課題一覧
A: 知的障害者の結婚と子育てについての記事によると、アンケートで知的障害のある本人から得た回答は何件か。
B: 知的障害者の結婚と子育てについての記事を、最後の文の次から書き継いでください。

対象の文章
「小さい時から夢だった」知的障害者は結婚、子育てなぜダメ? 経験者はわずか8%、5人に1人は周りから「制限された」

 北海道にある障害者のグループホームで、知的障害のある人たちが不妊手術や処置を受けていたことが昨年、明らかになった。恋愛や結婚、子育てについて全国の知的障害者や家族らはどう考えているのか。共同通信がアンケートをした結果、さまざまな声が寄せられた。「結婚は小さい時からの夢です」と思いをつづる当事者。「きれい事では済まない」と複雑な気持ちを明かす親。明らかになったのは、不妊手術に至らないまでも、その手前でさまざまな制限を受けている実態だった。(共同通信=沢田和樹、江森林太郎、市川亨)

※この記事は記者が音声でも解説しています。共同通信Podcast「きくリポ」をお聞きください。https://omny.fm/shows/news-2/29

知的障害がある姉の結婚に反対した伊沢みどりさん。若い頃に姉と写った写真を見つめた=2月、徳島市

 ▽社会全体で壁、自己決定権阻む
 アンケートは1~2月に実施。知的障害者やその親らでつくる「全国手をつなぐ育成会連合会」などを通じて行った。家族・親族、支援者から585件、知的障害のある本人から176件と計761件の回答を得た。

データ一覧
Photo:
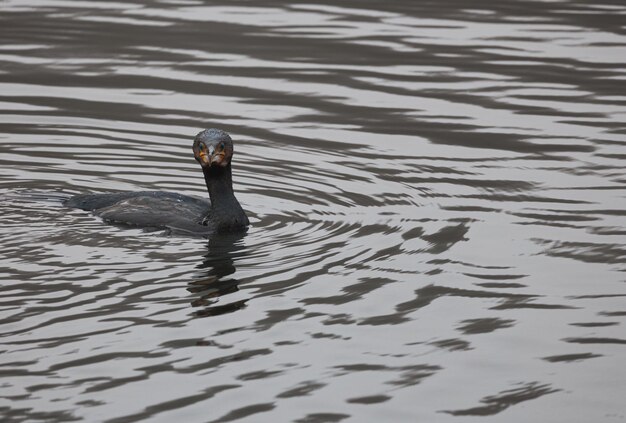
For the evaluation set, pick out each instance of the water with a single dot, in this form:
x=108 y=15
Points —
x=437 y=197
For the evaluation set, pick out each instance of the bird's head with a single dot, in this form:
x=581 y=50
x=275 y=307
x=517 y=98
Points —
x=213 y=148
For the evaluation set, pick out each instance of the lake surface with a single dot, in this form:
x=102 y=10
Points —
x=437 y=192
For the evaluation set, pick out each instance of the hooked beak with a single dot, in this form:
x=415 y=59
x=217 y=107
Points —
x=210 y=158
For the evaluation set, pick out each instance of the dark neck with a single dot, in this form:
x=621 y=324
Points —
x=226 y=212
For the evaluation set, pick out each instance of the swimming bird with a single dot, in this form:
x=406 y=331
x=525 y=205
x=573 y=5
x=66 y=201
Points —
x=177 y=213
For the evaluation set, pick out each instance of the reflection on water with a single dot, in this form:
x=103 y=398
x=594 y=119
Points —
x=214 y=280
x=436 y=192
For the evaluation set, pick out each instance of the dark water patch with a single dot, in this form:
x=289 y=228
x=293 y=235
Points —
x=484 y=325
x=570 y=358
x=594 y=324
x=452 y=344
x=303 y=389
x=323 y=418
x=372 y=399
x=596 y=340
x=495 y=404
x=246 y=411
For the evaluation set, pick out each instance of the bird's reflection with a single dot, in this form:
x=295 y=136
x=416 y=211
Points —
x=213 y=280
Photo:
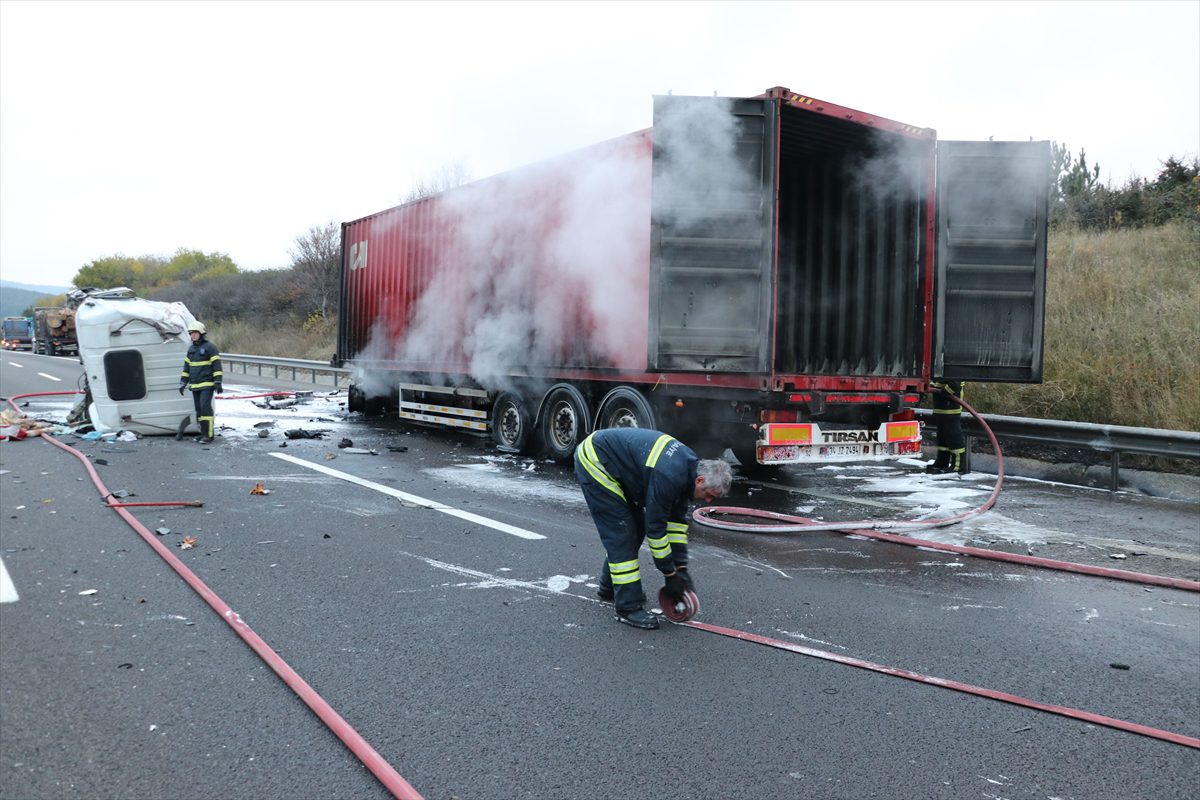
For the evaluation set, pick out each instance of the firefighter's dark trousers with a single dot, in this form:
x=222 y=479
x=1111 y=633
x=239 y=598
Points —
x=203 y=401
x=622 y=529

回答
A: 176件。

B:
 その結果、20代以上の当事者のうち約5人に1人(19%)は恋愛や結婚、出産について周囲から反対、制限された経験があることが分かった。家族らの回答で反対や制限をしたのが誰かを見ると、家族・親族が最も多く、学校、利用施設と続いた。
 実際に結婚や同棲、子育ての経験がある人はわずか8%。家族らの61%は「本人の希望を聞いたことも話し合ったこともない」と答えた。知的障害者の結婚や出産には社会全体で壁があり、当事者の自己決定権が制限されている実態が浮き彫りになった。
 周囲が不妊手術や処置を勧めたり、受けさせたりしたことがあるか聞くと、「ある」との回答が20件余り寄せられた。ただ、多くは20~30年前に親族から勧められたといったケースで、北海道のように施設が関与した近年の事例はなかった。

 

 ▽「生まれた子どもがいじめられないか」
 家族らの賛否は「恋愛」と「結婚」では賛成が多かったが、「子どもを持つこと」については反対が58%と、賛否が逆転した。
 反対する人からはこんな意見が寄せられた。「恋愛は自由だが、命の責任を持つ子育ては、生まれてくる子に対して無責任。夫婦2人だけでなく、子育てまでというのは支援の域を超えている」「生まれた子どもは親の障害を受け入れられるのか。いじめられないか。ヤングケアラーになってしまうのではないか」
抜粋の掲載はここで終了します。